━━━━━ PASSAGE SHOWN ━━━━━

Then Joe suggested we do some ‘pirate work’ down at Leigh-on-Sea, near Southend. I didn’t know what he meant but I tagged along in the hope of making a few bob to help my family. Joe nicked a rusty orange Cortina in Stratford and we headed down to the coast. Then we found a dinghy on the beach and rowed out to where dozens of boats were moored. It was pitch dark and I fell in the icy water trying to get onto one boat. But we still managed to nick a load of booze and portable TVs and stuff like that. This time Joe bunged me £50 after he’d sold off the gear to a local fence.
Funny thing about Joe was that he must have had a criminal record but he never even bothered wearing gloves. We must’ve been mad to think we could get away with it. He gambled a lot
and told me that one night he’d blown £5000. I’m not a great one for gambling so found it hard to understand why anyone would want to waste his money like that.
Then my criminal career was rudely interrupted by the person I hated most in life.
I’d just returned from one of my regular excursions to Leigh-on-Sea when I walked into our house to find that bastard Terry at it again. Mum’s face was all blown up like a football and the moment I saw it I knew he’d been smashing her up again. Without saying a word, I whacked him straight in the face and then followed up with a flurry of right hooks. Mum did nothing to stop me this time. We both knew it was time to finish off this arsehole for good.
I was a lot bigger this time compared to when we’d last had a stand-up, and I still had all that pent-up anger from getting my boxing career ruined by the iron bar. As me and Terry were scrapping, I grabbed a pen and stuck it right in his kidneys. I didn’t mean to do it: it was just a defensive reaction. Terry collapsed in agony. Minutes later he crawled out of the house for the last time.
I could feel the plastic in the side of my head aching from where he’d landed a few direct hits but it was worth the pain to have taught that shit a lesson. Less than an hour later, the cozzers came knocking at our front door and said Terry had lodged a complaint against me and my older brother John, who hadn’t even done anything. I couldn’t believe it. That slimy bastard had not only taken a pop at my poor little defenceless mum but he’d gone and grassed us up to the law. The police wanted to take me and John down to the nick. Well, I wouldn’t
have any of that so I put my hand up and said I’d done all the fighting so they wouldn’t nick John.
I spent that night in a cell at Forest Gate Police Station. Terry pressed for me to be charged with Grievous Bodily Harm. He must have really hated me. I was shit scared and close to tears when they locked the door of that cell. I was suddenly all alone. I threw myself onto the half-inch-thick mattress against the wall and wondered how the hell my life could be so shitty. I cried myself to sleep that night, not because I was afraid of being in the nick but because I couldn’t understand how I’d allowed things to get so out of hand. And I just didn’t know how any man – even sicko Terry – could point the finger at a school kid.
Back at home my mum was in a terrible state. She was outraged that they could lock a kid up on the word of her estranged, punch-happy boyfriend. And she blamed herself for what had happened. But there’s no way she could be responsible for the rantings and violence of a man like Terry. The next morning the cozzers hauled me out of the cell and I gave a statement admitting what had happened. If I hadn’t stuck that pen in him then maybe I wouldn’t have been so harshly treated. One of the coppers said that pen turned it from a common assault charge to Grievous Bodily Harm.

━━━━━ LISTED RECORDS ━━━━━

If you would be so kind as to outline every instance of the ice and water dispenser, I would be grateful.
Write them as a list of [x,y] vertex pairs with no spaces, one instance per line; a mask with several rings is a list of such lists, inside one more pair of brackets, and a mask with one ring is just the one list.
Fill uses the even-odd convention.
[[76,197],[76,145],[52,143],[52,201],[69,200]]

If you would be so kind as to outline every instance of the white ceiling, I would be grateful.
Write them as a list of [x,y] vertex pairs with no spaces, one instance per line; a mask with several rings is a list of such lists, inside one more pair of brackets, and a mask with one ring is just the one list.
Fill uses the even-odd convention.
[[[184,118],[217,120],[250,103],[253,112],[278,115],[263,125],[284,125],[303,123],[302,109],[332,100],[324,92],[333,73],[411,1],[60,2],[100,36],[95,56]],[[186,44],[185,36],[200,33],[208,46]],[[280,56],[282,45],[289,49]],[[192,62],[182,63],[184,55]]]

━━━━━

# EXERCISE SET
1 – List every place name in the memoir passage about Terry.
2 – Extend the memoir passage about Terry, starting after its final sentence.

# ANSWERS GIVEN
1 – Leigh-on-Sea, Southend, Stratford, Forest Gate Police Station

2 –
I’ve got to say here and now the cops were fairly decent to me. They only cuffed me when they had to and they didn’t rough me up at all. Round where I lived you expected a few problems down the local nick, but this time they were as good as gold. I think they felt sorry for me because Terry was so clearly a toerag. But there was nothing they could do as he was insisting on pressing charges. One of the coppers pulled me aside and said
he thought it was a disgrace that a big fella like Terry would press charges against a fifteen-year-old kid. He reckoned I’d severely damaged Terry’s pride more than anything else.
I admitted the GBH charge so they held the trial within a couple of days of my arrest. As I had no previous convictions I thought I’d get off with something like a community service order. I was – and still am – a shy sort of bloke so all those people staring at me in court made me shrink even more into myself. I even caught a glimpse of that bastard Terry smirking at me from across the courtroom. I answered all the questions with a short ‘yes’ or ‘no’ and I could tell that was narking off a lot of the officials. Then there was my mum in the public gallery, close to tears. This was her baby accused of defending her against the man she now hated more than anyone else in the world. She’d earlier even tried to press counter-charges but the police told her not to bother.
The magistrate gave me three months’youth detention. My legs wobbled for a few seconds after he said it. I couldn’t quite believe my ears. Then my mum stood up and shouted at Terry: ‘He’s the one you should be locking up.’
I was taken away in cuffs. I was about to serve a stretch inside for defending my tiny, fragile mum against a six-foot-plus bully who’d tried to smash her to a pulp. Something wasn’t right, but I was too young and too scared to say anything. My head bowed, I just took the punishment. I was numbed and resigned to what had happened. I didn’t fight. I didn’t try to have a bundle with the guards. I just went quietly.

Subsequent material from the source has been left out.